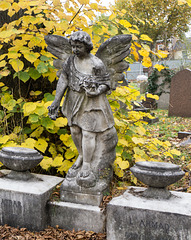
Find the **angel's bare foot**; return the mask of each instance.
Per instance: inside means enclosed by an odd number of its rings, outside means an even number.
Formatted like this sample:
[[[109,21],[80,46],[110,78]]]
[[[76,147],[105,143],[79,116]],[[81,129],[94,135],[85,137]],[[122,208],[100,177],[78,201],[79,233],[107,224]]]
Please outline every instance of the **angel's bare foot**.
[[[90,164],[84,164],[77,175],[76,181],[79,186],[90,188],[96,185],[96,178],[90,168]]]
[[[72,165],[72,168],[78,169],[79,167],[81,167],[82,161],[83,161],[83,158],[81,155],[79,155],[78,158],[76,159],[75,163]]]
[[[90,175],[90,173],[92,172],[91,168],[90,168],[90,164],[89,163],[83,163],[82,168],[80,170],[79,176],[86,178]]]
*-*-*
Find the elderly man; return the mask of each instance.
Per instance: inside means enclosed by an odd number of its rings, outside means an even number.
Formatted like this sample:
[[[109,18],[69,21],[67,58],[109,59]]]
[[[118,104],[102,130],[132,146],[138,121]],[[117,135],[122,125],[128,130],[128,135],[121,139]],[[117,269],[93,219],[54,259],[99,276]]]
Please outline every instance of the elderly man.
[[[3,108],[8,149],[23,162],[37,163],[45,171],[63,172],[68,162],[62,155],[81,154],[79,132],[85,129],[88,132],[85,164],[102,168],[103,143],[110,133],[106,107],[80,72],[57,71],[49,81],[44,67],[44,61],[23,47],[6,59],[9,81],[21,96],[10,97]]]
*-*-*
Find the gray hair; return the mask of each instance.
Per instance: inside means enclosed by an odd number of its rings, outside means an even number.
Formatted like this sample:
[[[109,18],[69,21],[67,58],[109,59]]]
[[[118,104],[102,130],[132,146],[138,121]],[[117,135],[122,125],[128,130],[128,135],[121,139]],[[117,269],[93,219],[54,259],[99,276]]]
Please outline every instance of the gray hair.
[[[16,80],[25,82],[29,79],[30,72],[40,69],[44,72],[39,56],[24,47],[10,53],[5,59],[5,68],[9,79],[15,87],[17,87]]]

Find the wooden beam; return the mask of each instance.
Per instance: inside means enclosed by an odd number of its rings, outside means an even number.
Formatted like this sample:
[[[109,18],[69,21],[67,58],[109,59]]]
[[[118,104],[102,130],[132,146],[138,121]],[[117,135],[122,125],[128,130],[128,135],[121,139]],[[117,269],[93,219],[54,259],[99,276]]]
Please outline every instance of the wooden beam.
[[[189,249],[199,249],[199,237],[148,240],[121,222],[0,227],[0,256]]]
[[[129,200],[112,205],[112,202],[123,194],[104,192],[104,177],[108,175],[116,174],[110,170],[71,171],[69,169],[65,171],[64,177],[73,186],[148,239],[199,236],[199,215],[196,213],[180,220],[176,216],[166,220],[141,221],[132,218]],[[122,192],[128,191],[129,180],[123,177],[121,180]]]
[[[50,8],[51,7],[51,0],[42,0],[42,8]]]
*-*-*
= TASK PROMPT =
Reproduce the records verbatim, from the line containing "Find the wooden" through the line containing "[[[50,8],[51,7],[51,0],[42,0],[42,8]]]", including both of those lines.

= WRITTEN ANSWER =
Find the wooden beam; return the mask of each instance.
Per instance: inside means enclosed by an odd number of its rings, outside means an even number.
Formatted like this sample:
[[[109,18],[69,21],[67,58],[109,59]]]
[[[118,104],[102,130],[132,146],[138,121]],[[117,135],[122,125],[128,130],[128,135],[121,139]],[[117,269],[93,219],[54,259],[99,276]]]
Please outline every instance of the wooden beam.
[[[189,249],[199,249],[199,237],[148,240],[121,222],[0,227],[0,256]]]
[[[129,200],[112,205],[112,202],[123,194],[104,192],[104,177],[108,175],[116,174],[110,170],[71,171],[69,169],[65,171],[64,177],[73,186],[148,239],[199,236],[199,215],[196,213],[180,220],[176,216],[166,220],[141,221],[132,218]],[[122,192],[128,191],[129,180],[123,177],[121,180]]]
[[[50,8],[51,7],[51,0],[42,0],[42,8]]]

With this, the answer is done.